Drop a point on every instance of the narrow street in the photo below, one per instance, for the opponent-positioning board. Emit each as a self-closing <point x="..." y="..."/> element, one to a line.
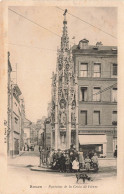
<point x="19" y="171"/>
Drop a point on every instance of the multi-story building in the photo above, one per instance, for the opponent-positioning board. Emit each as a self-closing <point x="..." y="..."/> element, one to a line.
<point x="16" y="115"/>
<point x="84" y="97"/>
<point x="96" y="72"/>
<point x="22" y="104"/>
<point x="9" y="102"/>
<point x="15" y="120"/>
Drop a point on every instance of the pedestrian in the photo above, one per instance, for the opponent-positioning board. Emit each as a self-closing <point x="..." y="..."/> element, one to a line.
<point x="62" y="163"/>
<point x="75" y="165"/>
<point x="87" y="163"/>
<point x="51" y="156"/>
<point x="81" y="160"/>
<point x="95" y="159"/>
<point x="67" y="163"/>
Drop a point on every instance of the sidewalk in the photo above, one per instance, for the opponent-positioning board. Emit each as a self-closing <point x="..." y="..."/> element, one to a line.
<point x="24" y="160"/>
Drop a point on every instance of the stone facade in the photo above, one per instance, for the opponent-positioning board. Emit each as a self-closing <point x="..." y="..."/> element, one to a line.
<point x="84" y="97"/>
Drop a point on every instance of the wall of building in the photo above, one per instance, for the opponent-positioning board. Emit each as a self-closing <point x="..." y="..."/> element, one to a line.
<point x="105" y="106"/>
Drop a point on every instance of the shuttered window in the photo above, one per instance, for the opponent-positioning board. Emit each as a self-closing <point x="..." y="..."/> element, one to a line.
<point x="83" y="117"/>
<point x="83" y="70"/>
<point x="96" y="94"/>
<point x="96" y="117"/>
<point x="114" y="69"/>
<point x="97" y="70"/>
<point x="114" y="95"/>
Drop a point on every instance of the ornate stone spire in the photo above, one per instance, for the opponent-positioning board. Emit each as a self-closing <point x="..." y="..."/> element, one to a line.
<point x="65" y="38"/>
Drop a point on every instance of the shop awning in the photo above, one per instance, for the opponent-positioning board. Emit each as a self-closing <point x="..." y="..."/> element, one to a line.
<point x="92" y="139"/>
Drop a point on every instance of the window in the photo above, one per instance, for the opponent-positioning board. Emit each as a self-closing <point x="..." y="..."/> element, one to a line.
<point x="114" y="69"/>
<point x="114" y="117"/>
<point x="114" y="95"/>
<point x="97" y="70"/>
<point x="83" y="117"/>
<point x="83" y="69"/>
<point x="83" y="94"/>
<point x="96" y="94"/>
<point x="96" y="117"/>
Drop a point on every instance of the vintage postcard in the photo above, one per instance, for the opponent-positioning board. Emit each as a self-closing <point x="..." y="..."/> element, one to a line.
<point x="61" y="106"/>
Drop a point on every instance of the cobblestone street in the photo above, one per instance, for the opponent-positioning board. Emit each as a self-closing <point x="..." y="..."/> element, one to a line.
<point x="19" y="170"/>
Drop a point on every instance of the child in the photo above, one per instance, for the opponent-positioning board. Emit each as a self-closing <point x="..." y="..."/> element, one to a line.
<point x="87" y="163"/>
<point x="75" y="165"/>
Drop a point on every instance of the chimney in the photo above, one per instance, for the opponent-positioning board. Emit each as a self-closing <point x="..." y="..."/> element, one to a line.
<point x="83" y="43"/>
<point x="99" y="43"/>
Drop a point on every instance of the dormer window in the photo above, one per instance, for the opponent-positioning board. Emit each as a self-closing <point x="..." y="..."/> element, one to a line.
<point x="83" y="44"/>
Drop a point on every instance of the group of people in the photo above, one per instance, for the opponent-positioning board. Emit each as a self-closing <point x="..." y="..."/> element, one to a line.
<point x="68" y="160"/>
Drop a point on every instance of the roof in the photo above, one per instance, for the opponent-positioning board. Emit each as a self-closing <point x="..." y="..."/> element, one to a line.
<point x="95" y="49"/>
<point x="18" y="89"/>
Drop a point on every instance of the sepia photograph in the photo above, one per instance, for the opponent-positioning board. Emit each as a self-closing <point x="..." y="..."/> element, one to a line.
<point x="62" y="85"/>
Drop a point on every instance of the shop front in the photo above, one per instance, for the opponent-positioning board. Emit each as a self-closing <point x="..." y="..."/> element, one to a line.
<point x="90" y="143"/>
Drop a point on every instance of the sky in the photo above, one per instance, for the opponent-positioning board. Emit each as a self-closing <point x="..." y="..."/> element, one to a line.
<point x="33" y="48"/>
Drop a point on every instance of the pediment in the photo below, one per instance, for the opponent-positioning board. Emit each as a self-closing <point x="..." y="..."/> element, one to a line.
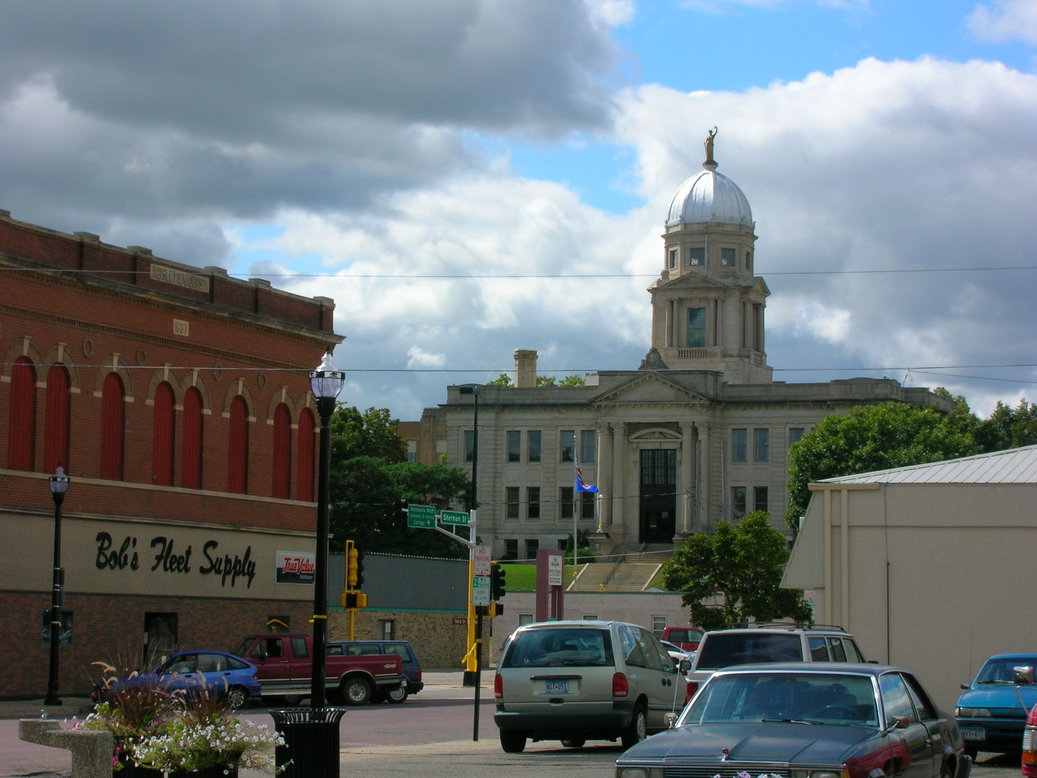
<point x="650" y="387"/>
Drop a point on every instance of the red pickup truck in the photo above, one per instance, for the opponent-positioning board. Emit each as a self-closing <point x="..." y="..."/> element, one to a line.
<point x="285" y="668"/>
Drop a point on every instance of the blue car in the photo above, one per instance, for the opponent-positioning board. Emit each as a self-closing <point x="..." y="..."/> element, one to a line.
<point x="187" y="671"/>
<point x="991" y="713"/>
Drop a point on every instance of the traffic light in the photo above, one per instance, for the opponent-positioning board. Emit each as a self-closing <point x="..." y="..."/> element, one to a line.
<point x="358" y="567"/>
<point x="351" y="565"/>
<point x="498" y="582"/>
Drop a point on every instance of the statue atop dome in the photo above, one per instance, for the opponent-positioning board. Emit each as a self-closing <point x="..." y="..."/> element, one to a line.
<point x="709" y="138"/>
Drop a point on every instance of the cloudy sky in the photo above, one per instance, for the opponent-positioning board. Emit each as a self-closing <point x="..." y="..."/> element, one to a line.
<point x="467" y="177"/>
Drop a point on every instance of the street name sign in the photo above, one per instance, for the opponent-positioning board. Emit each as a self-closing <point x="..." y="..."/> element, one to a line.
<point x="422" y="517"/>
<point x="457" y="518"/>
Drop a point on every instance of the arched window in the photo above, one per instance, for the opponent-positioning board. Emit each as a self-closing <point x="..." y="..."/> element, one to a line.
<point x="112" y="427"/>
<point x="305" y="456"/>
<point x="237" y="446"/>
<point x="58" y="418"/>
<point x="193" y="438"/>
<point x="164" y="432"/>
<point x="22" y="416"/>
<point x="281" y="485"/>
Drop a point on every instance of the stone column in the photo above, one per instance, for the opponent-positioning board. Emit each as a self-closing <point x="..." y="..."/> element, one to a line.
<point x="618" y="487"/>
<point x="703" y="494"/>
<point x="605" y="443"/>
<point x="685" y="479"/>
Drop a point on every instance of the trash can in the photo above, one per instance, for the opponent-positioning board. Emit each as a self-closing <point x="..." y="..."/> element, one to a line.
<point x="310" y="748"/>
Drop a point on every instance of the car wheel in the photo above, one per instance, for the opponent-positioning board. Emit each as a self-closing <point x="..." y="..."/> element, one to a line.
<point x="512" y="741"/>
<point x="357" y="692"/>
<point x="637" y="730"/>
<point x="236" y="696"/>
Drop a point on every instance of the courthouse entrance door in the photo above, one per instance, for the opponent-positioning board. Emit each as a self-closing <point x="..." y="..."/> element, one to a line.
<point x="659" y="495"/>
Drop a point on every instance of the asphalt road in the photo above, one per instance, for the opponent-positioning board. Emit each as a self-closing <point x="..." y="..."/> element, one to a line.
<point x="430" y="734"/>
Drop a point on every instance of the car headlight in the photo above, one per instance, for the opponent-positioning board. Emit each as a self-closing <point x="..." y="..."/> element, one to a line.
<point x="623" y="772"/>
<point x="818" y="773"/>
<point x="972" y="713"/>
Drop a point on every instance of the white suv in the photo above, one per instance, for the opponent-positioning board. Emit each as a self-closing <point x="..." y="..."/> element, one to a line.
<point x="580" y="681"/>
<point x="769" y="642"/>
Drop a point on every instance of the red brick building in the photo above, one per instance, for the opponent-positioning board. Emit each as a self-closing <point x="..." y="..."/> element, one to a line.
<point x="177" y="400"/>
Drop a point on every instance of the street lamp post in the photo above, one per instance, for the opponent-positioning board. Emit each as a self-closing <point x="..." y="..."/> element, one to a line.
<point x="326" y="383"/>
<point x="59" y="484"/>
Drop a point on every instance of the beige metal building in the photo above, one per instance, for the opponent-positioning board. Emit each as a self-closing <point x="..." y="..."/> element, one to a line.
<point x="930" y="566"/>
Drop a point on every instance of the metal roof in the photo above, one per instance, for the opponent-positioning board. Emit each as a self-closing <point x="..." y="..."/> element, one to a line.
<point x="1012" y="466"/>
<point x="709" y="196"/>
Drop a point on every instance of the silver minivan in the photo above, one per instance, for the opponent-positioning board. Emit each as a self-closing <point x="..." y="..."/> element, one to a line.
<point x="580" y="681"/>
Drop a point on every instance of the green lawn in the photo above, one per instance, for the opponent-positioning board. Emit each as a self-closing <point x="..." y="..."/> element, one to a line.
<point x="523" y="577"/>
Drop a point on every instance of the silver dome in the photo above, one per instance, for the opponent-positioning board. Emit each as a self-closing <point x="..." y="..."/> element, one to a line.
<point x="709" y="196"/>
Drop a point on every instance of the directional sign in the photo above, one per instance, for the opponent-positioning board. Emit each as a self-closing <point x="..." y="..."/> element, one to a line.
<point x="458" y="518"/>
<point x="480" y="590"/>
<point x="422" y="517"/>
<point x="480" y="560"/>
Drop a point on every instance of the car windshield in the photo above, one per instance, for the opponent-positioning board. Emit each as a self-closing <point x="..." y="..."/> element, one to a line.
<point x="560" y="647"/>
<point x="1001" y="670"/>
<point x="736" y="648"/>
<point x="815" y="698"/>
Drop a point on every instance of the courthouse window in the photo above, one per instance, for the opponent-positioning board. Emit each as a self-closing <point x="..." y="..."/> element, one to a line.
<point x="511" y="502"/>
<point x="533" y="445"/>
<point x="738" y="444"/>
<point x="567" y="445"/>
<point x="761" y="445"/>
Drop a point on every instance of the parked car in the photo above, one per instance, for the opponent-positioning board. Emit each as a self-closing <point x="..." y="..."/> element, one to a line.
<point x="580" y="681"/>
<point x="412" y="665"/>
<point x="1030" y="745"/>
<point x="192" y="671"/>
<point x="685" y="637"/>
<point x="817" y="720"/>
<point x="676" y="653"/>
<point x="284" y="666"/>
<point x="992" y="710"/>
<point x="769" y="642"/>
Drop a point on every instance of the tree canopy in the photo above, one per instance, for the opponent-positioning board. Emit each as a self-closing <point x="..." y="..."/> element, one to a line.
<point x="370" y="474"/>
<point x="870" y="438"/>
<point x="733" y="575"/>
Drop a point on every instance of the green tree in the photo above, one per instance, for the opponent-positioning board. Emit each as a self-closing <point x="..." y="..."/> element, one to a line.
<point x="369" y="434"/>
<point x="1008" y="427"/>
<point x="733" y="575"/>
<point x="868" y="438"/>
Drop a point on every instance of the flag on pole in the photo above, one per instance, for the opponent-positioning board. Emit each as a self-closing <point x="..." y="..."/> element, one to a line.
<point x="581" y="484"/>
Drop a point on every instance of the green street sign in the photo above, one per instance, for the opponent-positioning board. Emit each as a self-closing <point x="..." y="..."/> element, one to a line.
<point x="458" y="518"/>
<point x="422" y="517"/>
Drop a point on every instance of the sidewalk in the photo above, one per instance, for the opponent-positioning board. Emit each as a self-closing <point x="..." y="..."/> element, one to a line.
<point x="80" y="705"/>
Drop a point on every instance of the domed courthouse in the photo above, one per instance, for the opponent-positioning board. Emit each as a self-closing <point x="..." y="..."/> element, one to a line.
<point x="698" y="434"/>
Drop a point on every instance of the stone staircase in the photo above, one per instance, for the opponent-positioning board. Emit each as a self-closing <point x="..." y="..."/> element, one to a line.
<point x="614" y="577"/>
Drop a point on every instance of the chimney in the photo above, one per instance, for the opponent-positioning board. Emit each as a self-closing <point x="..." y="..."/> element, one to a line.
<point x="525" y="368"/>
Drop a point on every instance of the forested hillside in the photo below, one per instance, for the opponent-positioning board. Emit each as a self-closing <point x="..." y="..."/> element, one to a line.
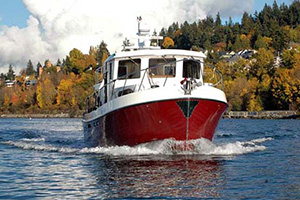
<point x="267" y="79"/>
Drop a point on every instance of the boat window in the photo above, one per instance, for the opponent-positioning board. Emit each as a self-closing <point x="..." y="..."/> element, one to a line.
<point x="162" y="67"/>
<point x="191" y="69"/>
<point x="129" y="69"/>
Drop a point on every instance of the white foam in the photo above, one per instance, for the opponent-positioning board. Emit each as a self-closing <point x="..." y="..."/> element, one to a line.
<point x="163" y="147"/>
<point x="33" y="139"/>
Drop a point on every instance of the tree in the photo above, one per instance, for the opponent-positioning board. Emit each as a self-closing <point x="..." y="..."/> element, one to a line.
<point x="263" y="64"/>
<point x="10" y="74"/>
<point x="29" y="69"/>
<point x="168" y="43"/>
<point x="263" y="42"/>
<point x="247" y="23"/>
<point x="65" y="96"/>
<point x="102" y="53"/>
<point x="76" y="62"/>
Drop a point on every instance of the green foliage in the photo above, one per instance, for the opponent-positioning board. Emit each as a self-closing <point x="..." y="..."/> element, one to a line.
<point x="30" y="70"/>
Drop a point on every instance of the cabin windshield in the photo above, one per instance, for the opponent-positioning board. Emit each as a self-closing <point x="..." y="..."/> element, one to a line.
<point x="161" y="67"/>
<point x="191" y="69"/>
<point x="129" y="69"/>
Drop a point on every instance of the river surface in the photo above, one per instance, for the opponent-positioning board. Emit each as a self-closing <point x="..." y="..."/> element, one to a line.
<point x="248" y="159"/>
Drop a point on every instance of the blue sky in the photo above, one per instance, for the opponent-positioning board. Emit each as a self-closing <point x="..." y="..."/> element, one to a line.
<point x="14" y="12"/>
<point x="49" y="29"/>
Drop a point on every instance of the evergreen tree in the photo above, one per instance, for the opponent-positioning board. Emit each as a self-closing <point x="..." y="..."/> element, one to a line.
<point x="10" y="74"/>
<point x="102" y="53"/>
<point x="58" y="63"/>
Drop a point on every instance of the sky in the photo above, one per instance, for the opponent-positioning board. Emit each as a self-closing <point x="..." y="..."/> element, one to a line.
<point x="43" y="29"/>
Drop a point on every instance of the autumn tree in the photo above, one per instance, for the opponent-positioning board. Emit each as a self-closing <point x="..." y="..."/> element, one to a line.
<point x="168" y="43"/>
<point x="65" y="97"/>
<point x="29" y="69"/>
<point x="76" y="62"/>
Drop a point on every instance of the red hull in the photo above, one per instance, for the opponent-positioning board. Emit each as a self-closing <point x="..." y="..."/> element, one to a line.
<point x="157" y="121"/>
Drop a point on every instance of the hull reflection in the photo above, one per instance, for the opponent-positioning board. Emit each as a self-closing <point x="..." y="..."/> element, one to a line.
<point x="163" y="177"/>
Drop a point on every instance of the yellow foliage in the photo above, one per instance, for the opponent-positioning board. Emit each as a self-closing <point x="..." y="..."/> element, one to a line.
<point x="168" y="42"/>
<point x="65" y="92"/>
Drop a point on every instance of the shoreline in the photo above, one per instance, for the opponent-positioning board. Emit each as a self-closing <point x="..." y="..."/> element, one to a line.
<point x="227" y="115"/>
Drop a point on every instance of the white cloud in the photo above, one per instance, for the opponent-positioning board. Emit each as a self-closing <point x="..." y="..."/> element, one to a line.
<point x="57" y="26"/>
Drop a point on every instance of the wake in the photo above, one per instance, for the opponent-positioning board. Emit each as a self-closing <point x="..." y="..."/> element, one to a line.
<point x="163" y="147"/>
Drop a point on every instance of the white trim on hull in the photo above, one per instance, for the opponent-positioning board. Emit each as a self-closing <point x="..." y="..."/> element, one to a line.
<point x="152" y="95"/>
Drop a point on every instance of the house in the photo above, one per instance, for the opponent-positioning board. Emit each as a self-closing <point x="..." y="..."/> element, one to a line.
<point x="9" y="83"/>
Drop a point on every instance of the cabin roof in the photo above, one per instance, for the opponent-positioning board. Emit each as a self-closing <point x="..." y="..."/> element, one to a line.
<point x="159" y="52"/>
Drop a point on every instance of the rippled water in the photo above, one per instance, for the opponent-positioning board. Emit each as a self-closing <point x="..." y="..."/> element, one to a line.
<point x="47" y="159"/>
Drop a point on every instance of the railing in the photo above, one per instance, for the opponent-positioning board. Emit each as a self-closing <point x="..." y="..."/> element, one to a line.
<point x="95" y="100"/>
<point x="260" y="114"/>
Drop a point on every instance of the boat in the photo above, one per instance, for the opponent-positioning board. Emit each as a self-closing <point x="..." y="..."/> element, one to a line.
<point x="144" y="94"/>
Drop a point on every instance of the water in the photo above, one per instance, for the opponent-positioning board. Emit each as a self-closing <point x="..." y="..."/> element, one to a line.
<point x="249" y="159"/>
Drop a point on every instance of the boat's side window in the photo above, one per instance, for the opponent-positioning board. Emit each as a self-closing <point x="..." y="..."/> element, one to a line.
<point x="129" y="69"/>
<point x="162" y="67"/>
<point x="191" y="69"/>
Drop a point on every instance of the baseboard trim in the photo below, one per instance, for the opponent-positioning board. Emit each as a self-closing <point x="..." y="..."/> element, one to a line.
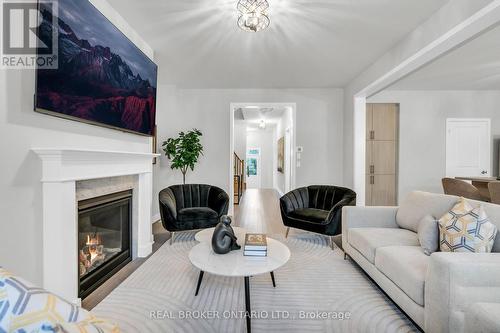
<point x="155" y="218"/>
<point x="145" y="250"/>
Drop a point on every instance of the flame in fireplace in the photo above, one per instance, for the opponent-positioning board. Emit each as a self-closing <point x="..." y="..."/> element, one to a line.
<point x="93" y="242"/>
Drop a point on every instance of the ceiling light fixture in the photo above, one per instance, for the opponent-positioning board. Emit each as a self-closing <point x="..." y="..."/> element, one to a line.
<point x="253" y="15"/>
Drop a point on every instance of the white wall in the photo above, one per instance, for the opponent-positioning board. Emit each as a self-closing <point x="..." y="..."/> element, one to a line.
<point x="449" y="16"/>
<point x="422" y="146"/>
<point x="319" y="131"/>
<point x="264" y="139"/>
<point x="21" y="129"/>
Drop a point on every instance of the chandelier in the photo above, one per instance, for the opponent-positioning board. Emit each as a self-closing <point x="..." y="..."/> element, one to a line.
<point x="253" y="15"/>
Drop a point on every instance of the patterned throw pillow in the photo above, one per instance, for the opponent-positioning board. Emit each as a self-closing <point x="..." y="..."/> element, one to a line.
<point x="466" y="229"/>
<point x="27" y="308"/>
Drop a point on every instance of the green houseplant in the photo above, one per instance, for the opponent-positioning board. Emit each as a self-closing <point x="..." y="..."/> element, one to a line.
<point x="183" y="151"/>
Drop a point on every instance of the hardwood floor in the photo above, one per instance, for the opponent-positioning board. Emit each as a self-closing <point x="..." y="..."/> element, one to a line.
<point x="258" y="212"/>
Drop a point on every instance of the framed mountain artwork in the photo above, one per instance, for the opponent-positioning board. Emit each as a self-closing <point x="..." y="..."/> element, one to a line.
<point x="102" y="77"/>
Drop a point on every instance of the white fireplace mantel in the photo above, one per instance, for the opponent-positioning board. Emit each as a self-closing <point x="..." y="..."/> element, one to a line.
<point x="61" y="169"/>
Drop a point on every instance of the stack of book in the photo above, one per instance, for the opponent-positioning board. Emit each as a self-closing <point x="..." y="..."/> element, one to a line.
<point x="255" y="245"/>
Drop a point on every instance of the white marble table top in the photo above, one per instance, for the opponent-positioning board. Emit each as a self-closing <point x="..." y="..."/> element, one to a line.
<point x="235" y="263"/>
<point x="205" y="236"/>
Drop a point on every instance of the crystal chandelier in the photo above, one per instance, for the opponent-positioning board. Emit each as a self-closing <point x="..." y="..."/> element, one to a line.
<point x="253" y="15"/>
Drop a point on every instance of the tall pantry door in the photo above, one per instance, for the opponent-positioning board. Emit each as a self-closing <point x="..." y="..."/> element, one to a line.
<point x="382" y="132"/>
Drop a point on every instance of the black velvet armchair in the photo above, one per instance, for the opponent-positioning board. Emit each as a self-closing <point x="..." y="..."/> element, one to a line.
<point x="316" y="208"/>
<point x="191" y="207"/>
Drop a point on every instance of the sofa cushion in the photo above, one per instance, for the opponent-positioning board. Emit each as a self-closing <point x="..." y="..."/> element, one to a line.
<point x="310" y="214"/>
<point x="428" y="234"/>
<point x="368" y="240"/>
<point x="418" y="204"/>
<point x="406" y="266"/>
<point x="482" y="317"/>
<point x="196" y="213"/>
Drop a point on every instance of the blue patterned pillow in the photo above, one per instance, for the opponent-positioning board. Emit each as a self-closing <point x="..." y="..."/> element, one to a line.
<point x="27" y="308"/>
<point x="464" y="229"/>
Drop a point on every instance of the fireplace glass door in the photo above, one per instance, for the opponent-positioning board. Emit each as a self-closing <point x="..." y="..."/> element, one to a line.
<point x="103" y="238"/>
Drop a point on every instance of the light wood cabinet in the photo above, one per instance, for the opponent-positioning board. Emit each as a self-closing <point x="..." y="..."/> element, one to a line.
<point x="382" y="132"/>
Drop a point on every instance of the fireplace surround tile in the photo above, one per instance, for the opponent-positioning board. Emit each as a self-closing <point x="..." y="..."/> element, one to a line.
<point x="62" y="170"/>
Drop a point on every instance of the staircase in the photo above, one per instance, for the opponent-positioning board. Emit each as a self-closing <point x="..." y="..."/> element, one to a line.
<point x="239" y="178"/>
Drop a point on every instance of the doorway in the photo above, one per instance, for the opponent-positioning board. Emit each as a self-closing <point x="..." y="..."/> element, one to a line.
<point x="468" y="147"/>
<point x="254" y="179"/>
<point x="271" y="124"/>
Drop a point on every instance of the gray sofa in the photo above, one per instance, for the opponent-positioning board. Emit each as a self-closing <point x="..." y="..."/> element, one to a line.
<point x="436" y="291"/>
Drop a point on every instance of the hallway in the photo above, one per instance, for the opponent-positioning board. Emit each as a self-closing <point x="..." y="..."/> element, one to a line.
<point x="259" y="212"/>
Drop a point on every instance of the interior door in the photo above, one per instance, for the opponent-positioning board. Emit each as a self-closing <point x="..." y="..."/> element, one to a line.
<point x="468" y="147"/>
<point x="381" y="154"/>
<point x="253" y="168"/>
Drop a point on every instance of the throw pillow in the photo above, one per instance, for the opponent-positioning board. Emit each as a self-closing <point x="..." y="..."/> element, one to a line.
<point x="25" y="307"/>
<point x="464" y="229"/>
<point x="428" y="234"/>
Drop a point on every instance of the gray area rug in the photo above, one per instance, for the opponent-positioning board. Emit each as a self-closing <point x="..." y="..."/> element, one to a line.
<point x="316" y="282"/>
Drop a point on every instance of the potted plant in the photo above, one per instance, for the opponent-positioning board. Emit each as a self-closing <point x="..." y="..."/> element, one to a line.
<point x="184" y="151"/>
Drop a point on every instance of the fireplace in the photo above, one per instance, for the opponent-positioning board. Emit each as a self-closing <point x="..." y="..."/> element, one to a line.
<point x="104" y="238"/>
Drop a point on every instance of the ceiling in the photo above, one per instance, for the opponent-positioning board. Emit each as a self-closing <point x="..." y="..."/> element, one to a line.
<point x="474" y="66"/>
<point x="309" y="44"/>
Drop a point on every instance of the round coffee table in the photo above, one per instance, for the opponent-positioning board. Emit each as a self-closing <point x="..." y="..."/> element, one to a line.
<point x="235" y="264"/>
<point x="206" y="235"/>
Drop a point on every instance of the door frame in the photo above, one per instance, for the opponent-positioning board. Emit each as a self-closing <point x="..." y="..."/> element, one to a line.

****************

Problem details: In the listing above, find the line containing "Drop a point on every instance of the ceiling in", then reproduce it and each line after it through the end, exactly and with nothing added.

Final answer:
Drop a point on every instance of the ceiling in the photo above, one per instance, for the opponent-positioning board. Emit each as a self-closing <point x="..." y="..."/> element, one to a line.
<point x="474" y="66"/>
<point x="309" y="44"/>
Drop a point on every instance of the round coffee table in the photo above, one per instance, for the opponent-positioning board. Emit each as a self-closing <point x="..." y="..."/> element, one to a line.
<point x="235" y="264"/>
<point x="206" y="235"/>
Drop a point on every instance of the door frame in the photo above, one per instance, for the opponent-positioning board. Emit each as a self-closing <point x="..." y="..."/> element, one to a line.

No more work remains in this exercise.